** start TASK INPUT **

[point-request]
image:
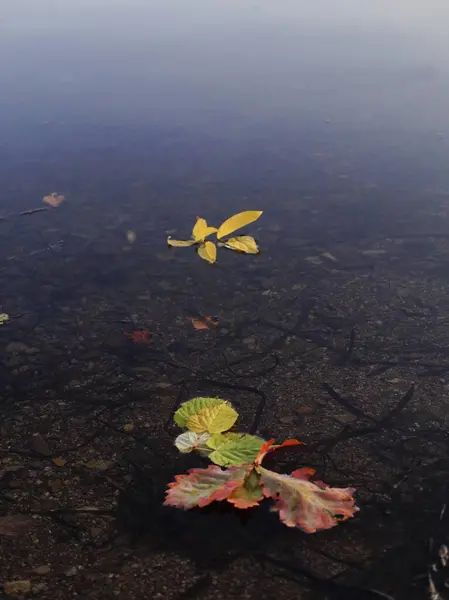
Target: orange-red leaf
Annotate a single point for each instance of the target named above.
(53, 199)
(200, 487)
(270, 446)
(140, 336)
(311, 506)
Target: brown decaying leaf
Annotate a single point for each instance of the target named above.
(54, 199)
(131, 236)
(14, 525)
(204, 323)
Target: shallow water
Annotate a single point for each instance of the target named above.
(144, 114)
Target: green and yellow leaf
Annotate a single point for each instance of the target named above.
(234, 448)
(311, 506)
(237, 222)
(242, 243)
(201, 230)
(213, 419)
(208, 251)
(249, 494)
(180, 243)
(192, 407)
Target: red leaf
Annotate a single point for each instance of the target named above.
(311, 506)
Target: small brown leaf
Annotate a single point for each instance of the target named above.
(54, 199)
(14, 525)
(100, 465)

** end TASK INPUT **
** start TASK INPUT **

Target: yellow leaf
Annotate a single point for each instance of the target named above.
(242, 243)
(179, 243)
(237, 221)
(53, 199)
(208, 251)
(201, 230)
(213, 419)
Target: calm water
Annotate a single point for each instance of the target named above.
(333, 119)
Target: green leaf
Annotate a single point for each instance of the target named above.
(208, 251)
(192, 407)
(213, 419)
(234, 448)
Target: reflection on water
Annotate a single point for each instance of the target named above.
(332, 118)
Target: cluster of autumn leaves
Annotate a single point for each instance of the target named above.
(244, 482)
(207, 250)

** end TASK INPUT **
** start TASK INPUT **

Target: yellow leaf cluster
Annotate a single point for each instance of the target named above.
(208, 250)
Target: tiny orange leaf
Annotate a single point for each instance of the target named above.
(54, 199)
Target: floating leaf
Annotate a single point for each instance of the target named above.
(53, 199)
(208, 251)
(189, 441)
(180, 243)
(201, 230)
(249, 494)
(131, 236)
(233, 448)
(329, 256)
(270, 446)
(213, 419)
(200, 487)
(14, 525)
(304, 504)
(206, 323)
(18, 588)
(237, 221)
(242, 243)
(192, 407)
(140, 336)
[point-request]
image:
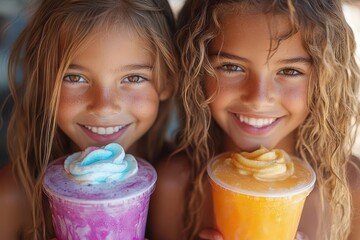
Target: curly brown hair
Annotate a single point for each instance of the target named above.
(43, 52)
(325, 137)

** end TASK INPUT **

How many lines of the material above contain the string "leaf"? The match is case-sensitive. Give only the number.

→ **RIGHT ANSWER**
10